*The problem*
Would it be possible to quote, exactly and in full, the lines from the one with "Category: building facade" through the end of the entries below?

*Listed records*
## begin
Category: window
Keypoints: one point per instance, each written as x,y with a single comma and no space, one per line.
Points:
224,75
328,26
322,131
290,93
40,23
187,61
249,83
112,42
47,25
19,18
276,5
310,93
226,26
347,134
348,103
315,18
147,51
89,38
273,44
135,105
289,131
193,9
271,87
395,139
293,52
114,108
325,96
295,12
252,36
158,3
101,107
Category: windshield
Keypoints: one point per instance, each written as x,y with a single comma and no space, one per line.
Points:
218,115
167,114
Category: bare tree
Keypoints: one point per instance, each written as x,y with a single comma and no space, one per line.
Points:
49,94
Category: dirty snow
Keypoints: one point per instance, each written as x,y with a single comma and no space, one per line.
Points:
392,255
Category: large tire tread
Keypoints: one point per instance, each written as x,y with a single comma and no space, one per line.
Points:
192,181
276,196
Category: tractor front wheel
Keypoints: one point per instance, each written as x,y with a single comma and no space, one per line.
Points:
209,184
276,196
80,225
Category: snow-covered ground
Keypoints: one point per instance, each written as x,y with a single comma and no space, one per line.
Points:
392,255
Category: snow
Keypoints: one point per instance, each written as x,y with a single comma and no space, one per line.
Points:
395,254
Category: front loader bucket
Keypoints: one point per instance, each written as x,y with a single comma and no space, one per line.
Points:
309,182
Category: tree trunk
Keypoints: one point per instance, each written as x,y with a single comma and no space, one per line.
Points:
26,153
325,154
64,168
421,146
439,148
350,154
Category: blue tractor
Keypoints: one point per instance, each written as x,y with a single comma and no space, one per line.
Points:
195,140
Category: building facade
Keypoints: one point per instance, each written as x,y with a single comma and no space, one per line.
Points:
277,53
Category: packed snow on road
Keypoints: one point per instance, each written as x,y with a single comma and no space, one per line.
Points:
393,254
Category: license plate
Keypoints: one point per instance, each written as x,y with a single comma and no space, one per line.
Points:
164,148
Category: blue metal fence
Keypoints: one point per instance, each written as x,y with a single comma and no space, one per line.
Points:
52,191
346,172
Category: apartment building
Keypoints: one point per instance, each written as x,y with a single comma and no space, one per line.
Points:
## end
*Correct response*
Category: building facade
Keypoints: one point per instance, each written as x,y with a single comma and no space, one per line.
Points:
277,53
Category: packed snow on road
Keypoints: one point per instance, each written as x,y with a single comma and no space, one per line.
Points:
393,254
Category: license plate
Keypoints: one point per instance, each written as x,y with a single comma and no space, one per line.
Points:
164,148
Category: blue metal fence
Keypoints: one point per instance, each written as x,y with a single comma and no space, one per line.
Points:
52,191
346,172
Category: apartment building
Keypoints: one point per instance, each written as x,y with a single comma and no space, one per line.
Points:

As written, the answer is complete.